───── Extrait du document

Tribunal administratif de Nice

Ordonnance du 13 septembre 2021 N° 2102918

13/09/2021

Renvoi

TRIBUNAL ADMINISTRATIF

DE NICE

 

 

No 2102918

___________

 

COMMUNE DE LA TRINITE

___________

 

Ordonnance du 13 septembre 2021

___________

 

C

 

 

 

 

 

RÉPUBLIQUE FRANÇAISE

 

 

 

AU NOM DU PEUPLE FRANÇAIS

 

 

 

La présidente de la 2ème chambre

 

 

 

Vu la procédure suivante :

 

Par un mémoire enregistré le 2 juin 2021 dans le cadre de l’instance n° 2102918 tendant à l’annulation de la décision du 31 mars 2021 par laquelle le directeur départemental des finances publiques a fixé le coefficient correcteur communal de l’article 16 de la loi de finances pour 2020, la commune de Trinité, représentée par Me Daboussy et Me Aude de Prémare soulève une question prioritaire de constitutionnalité présentée en application des articles 23-1 et suivants de l’ordonnance n° 58-1067 du 7 novembre 1958.

 

Elle demande au tribunal de transmettre au Conseil d’Etat, pour saisine du Conseil constitutionnel, la question de la conformité des dispositions de l’article 16-IV de la loi n°2019-1479 du 28 décembre 2019 de finances pour 2020 aux droits et libertés que la Constitution garantit et, en particulier à l’article 6 de la Déclaration des droits de l’homme et du citoyen de 1789 dont découle le principe d’égalité devant la loi fiscale d’une part et aux articles 72 et 72-2 de la Constitution protégeant la libre administration des collectivités territoriales.

 

Elle soutient que les dispositions de cet article de loi, en ce qu’il exclurait au titre du produit de la recette à compenser la part du produit de la taxe d’habitation additionnelle s’appliquent son litige, qu’elles n’ont pas été déclarées conformes à la constitution par le Conseil constitutionnel et la question n’est pas dépourvue de caractère sérieux.

 

Le mémoire soulevant la question prioritaire de constitutionnalité a été communiqué à la direction départementale des finances publiques des Alpes-Maritimes le 22 juin 2021, qui a également été mise en demeure de produire ses observations le 16 juillet 2021.

 

La direction départementale des finances publiques des Alpes-Maritimes n’a produit aucune observation suite à la communication du mémoire de la commune de la Trinité et à la mise en demeure du tribunal.

 

 

Vu :

- la Constitution et notamment son Préambule ;

- l’ordonnance n° 58-1067 du 7 novembre 1958 portant loi organique sur le Conseil constitutionnel ;

- la loi n°2019-1479 du 28 décembre 2019 de finances pour 2020 ;

- le code de justice administrative.

──────────

• Consigne: Rédigez la suite de l'ordonnance du tribunal administratif de Nice, à partir de la dernière ligne de l'extrait ci-dessus.

───── Entrées présentées

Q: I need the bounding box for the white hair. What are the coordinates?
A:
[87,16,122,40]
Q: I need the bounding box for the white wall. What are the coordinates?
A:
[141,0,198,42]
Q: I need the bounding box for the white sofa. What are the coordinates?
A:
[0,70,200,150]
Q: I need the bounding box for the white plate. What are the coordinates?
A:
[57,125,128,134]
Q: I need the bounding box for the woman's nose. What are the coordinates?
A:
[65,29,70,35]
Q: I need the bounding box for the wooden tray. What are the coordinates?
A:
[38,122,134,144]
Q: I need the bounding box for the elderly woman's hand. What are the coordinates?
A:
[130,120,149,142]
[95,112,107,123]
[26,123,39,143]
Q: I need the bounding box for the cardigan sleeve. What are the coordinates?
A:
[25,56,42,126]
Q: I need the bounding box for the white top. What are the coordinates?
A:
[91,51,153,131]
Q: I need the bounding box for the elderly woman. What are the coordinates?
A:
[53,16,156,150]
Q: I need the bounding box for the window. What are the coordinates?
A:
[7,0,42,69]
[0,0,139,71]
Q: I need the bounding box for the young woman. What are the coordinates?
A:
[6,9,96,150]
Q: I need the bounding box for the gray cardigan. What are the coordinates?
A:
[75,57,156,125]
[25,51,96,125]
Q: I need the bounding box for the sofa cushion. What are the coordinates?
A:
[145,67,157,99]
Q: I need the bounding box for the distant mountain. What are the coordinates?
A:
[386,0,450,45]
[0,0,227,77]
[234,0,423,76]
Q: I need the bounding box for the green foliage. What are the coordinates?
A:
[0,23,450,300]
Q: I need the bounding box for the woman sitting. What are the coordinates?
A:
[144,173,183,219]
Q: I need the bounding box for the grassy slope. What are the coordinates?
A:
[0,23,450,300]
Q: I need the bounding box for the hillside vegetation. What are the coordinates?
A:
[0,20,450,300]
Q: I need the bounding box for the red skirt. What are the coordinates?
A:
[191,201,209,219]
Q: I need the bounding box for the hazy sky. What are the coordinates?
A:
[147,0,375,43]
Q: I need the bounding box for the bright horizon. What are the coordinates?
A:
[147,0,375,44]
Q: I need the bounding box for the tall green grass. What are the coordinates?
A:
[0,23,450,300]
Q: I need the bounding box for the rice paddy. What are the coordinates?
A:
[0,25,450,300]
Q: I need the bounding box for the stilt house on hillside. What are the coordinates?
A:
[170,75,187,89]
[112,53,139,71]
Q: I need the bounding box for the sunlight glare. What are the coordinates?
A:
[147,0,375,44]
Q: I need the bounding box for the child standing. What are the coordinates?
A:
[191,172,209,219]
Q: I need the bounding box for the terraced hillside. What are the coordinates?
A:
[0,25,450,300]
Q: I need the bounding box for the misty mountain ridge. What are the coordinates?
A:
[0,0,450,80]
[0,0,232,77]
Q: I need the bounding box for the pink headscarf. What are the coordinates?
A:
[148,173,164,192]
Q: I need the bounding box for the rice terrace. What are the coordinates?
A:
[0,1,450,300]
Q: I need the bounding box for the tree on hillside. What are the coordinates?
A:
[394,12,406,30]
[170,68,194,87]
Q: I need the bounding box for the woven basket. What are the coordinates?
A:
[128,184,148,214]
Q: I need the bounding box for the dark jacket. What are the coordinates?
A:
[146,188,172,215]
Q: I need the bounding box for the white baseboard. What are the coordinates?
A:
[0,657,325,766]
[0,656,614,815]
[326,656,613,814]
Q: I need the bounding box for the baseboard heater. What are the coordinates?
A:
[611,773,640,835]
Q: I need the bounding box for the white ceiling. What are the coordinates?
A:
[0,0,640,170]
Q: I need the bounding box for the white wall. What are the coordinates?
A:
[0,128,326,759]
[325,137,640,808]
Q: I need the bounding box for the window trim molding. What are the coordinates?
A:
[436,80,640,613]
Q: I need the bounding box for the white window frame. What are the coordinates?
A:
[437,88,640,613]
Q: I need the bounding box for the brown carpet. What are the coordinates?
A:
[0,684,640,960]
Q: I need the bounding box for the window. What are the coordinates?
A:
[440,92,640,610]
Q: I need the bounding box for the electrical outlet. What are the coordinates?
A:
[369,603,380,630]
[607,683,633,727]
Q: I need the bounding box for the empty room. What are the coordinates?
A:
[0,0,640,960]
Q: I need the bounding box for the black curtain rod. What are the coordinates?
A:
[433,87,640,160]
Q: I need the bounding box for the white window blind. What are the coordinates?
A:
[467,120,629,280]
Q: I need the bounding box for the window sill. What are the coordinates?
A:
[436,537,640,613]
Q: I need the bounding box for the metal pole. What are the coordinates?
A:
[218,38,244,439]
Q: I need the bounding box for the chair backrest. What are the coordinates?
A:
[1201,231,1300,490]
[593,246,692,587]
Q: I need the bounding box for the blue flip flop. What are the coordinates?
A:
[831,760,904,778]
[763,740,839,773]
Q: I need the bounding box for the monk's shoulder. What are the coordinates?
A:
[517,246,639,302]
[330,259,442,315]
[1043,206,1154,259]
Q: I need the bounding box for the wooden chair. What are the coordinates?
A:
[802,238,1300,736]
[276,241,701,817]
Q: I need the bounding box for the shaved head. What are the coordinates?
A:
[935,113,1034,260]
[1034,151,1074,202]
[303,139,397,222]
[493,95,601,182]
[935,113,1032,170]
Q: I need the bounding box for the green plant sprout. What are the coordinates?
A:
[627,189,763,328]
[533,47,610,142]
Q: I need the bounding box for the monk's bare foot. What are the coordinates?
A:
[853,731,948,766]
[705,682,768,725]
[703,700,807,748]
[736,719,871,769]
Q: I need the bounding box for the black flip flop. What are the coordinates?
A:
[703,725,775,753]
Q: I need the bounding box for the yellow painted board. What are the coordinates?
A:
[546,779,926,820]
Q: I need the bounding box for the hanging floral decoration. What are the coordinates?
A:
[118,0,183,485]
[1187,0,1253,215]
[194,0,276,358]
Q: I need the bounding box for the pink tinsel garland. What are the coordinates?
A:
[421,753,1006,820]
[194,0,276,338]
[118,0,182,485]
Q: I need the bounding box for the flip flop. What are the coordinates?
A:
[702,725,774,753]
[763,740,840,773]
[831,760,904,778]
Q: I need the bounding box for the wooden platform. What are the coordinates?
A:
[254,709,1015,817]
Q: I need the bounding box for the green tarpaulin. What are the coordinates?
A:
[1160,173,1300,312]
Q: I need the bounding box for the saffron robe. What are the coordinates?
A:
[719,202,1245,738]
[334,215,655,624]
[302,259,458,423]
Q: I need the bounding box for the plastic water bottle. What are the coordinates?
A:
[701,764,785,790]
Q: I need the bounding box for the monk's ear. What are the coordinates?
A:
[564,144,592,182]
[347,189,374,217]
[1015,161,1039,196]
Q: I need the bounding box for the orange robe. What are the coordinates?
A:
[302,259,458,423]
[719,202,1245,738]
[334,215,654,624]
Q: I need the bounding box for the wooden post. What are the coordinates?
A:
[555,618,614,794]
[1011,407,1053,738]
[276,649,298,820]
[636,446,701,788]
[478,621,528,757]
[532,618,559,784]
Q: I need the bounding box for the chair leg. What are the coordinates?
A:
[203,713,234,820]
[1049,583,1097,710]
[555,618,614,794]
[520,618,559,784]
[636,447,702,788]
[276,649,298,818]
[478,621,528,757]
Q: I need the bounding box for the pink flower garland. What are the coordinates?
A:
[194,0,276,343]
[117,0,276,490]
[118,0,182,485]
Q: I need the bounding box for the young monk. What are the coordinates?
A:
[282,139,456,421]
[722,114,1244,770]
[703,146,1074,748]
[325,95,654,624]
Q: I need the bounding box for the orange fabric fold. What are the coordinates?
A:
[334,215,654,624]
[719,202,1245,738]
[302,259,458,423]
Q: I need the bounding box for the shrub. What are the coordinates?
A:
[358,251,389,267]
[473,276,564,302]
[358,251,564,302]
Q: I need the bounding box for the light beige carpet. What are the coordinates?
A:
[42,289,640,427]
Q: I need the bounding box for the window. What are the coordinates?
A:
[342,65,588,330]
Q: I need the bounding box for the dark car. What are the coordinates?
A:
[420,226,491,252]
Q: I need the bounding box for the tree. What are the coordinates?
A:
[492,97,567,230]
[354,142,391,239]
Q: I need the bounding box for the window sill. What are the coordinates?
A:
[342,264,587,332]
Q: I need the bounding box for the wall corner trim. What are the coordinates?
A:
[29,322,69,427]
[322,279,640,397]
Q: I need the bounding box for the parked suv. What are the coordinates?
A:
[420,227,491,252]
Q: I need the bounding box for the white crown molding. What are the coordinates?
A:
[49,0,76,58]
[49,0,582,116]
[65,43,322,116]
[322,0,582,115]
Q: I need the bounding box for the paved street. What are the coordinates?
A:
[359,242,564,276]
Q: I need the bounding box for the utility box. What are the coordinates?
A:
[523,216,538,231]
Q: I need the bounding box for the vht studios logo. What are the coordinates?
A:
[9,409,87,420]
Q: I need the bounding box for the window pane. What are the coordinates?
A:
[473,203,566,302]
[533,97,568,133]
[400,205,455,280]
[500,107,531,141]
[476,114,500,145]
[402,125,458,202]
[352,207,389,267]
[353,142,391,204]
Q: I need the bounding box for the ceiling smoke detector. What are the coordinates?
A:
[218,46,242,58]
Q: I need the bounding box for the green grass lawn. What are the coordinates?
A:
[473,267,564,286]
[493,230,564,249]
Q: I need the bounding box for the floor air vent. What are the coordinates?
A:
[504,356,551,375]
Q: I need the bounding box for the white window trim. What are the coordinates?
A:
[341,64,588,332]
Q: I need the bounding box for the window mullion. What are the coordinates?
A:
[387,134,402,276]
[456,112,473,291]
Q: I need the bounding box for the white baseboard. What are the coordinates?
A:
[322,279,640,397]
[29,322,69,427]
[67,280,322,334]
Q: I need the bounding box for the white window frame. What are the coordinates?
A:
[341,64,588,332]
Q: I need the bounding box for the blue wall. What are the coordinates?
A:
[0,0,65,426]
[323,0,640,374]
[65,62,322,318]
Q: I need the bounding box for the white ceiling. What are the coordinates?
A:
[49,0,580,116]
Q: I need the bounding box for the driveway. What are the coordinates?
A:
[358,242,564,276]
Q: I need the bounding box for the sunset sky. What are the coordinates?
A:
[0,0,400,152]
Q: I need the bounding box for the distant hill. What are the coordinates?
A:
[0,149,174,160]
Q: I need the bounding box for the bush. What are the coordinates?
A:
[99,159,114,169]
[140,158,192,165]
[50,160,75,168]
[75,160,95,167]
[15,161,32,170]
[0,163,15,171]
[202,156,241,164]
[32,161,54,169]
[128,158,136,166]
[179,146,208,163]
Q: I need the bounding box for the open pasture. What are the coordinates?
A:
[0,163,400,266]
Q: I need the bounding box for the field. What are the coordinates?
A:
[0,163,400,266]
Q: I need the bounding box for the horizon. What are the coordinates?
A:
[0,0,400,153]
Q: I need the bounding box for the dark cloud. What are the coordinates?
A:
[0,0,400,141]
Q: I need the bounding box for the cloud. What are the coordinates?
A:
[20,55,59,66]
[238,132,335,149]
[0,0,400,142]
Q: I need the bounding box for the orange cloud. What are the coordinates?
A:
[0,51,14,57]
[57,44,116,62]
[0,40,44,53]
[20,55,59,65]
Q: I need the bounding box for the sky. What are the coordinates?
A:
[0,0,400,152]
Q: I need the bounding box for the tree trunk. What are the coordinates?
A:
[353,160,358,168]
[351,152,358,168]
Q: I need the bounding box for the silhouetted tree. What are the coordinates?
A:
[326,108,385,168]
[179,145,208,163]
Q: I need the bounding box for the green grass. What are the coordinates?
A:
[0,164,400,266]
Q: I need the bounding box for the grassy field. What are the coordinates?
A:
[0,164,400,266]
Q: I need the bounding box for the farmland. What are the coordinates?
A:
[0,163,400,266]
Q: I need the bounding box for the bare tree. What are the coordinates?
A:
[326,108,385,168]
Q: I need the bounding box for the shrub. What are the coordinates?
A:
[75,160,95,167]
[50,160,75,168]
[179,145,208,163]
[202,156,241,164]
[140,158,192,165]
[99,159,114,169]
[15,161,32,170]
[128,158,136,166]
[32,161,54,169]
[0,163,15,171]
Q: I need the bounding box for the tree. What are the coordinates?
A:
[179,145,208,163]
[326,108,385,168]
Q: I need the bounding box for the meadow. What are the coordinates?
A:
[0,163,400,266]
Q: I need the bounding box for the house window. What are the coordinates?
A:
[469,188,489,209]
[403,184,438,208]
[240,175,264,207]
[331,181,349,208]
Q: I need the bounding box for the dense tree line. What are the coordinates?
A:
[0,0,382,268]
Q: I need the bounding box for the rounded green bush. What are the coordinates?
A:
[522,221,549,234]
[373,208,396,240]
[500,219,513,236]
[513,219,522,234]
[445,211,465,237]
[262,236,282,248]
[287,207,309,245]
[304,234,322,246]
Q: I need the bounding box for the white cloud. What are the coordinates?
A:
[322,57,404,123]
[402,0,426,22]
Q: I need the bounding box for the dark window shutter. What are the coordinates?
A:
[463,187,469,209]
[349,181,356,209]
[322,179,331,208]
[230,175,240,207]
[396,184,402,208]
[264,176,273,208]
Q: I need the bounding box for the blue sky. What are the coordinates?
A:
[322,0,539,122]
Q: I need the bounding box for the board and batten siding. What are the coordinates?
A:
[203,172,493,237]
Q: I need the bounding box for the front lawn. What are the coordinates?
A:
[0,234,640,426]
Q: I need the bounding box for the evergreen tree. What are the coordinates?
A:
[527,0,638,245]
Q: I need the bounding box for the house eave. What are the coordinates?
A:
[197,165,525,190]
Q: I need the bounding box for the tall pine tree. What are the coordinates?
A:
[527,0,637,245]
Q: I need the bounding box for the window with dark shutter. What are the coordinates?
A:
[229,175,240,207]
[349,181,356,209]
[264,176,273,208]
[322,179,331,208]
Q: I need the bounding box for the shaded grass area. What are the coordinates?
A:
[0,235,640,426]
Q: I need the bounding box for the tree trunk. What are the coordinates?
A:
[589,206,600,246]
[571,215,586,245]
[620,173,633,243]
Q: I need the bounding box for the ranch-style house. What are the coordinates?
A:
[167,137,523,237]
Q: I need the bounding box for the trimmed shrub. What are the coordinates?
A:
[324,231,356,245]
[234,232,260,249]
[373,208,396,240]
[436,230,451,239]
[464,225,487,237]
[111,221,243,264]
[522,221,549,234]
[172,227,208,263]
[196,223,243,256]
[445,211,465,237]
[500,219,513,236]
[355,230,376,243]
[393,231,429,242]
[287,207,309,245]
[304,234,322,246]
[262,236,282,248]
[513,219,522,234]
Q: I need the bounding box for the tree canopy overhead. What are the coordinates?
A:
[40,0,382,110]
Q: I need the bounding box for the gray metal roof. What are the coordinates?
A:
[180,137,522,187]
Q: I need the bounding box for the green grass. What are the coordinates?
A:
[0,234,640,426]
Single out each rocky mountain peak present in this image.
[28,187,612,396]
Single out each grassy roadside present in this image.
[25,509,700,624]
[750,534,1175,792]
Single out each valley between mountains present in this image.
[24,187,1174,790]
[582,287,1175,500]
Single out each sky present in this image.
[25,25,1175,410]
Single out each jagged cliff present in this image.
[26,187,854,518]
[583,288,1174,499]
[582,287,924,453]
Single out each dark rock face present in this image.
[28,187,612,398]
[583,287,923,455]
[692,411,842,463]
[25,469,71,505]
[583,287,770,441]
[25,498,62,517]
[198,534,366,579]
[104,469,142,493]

──────────

• Réponse attendue:
 

Considérant ce qui suit :

 

1. Il résulte des dispositions de l'article 23-5 de l'ordonnance du 7 novembre 1958 portant loi organique sur le Conseil constitutionnel que, lorsqu'une juridiction relevant du Conseil d'Etat a transmis à ce dernier, en application de l'article 23-2 de cette même ordonnance, la question de la conformité à la Constitution d'une disposition législative, le Conseil constitutionnel est saisi de cette question de constitutionnalité à la triple condition que la disposition contestée soit applicable au litige ou à la procédure, qu'elle n'ait pas déjà été déclarée conforme à la Constitution dans les motifs et le dispositif d'une décision du Conseil constitutionnel, sauf changement des circonstances, et que la question soit nouvelle ou présente un caractère sérieux.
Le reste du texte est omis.